Henry Kuttner is one of my favorite science fiction writers. I don’t think I’ve ever read a novel or story by him that didn’t entertain me. CRYPT-CITY OF THE DEATHLESS ONE is no exception. This novella was published originally in the Winter 1943 issue of the pulp magazine PLANET STORIES (with a cover by the great George Gross) and is available now as a stand-alone e-book, which is how I read it, and as a trade paperback. Set on Ganymede, it’s the story of a drunken, tragedy-haunted Earthman who signs on as the guide for an expedition to a lost city in the middle of an unexplored wilderness. The goal is to discover the power source used by an ancient, vanished civilization, as well as finding the cure for a plague that’s ravaging Earth. Science, of course, has long since rendered the setting pure fantasy, but who cares? The story races along, the characters are interesting, and things come to a surprisingly powerful, satisfying conclusion. I really enjoyed it. Kuttner never disappoints.

Thursday, November 23, 2023

Happy Thanksgiving

Happy Thanksgiving to those of you who celebrate it. I hope it's a good day for all of you. I read this book many, many years ago and don't recall that it actually has anything to do with Thanksgiving, but hey, the title fits, doesn't it?

Wednesday, November 22, 2023

The Shadowed Circle #6 - Steve Donoso, ed.

The sixth issue of THE SHADOWED CIRCLE arrived at just the right time. I was in need of some sure-fire entertainment, and this themed issue devoted to the character Myra Reldon and The Shadow’s adventures in various Chinatowns really hit the spot. A great front cover by Joe Booth and a great back cover by Ron Wilber and Steve Novak bookend fine articles by Will Murray, Anthony Tollin, Tim King, Malcolm Deeley, Arthur Penteado, Darby Kern, Robert Kroll, and TSC founder and editor Steve Donoso. I’ve already paid my subscription for the next three issues, and you can, too, as well as buy back issues, at the journal’s website here. The new issue is available on Amazon as well. THE SHADOWED CIRCLE is informative, beautifully done, and great fun to read for a long-time Shadow fan like me. Highest recommendation!
#####
PROMPT A:
Using the blog excerpt above, answer each question briefly.
(i) In which magazine issue was CRYPT-CITY OF THE DEATHLESS ONE first published?
(ii) What theme is the sixth issue of THE SHADOWED CIRCLE devoted to?
(iii) Who created the back cover of that issue?
PROMPT B:
Turn the paragraph of the blog excerpt beginning "The sixth issue of THE SHADOWED CIRCLE arrived" into a short bulleted list that keeps its main facts.
PROMPT C:
For each statement, say whether it agrees with the blog excerpt. Answer yes or no and quote the words that decide it.
(i) The Kuttner novella takes place on Ganymede.
(ii) The writer remembers the Thanksgiving book as being closely tied to Thanksgiving.
(iii) The writer has already paid for upcoming issues of THE SHADOWED CIRCLE.

DATA EXCERPT:
#####
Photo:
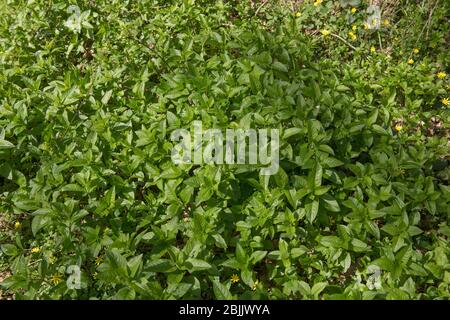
#####
WRITTEN ANSWER A:
(i) The Winter 1943 issue of PLANET STORIES.
(ii) The character Myra Reldon and The Shadow's adventures in various Chinatowns.
(iii) Ron Wilber and Steve Novak.

WRITTEN ANSWER B:
- The sixth issue of THE SHADOWED CIRCLE arrived when the writer needed sure-fire entertainment.
- The issue is themed around Myra Reldon and The Shadow's adventures in various Chinatowns.
- The front cover is by Joe Booth, and the back cover is by Ron Wilber and Steve Novak.
- Articles are by Will Murray, Anthony Tollin, Tim King, Malcolm Deeley, Arthur Penteado, Darby Kern, Robert Kroll, and founder and editor Steve Donoso.
- The writer has paid for the next three issues. Subscriptions and back issues are sold on the journal's website, and the new issue is also on Amazon.
- The writer calls it informative, beautifully done, and great fun, and gives it the highest recommendation.

WRITTEN ANSWER C:
(i) Yes: "Set on Ganymede"
(ii) No: "don't recall that it actually has anything to do with Thanksgiving"
(iii) Yes: "I’ve already paid my subscription for the next three issues"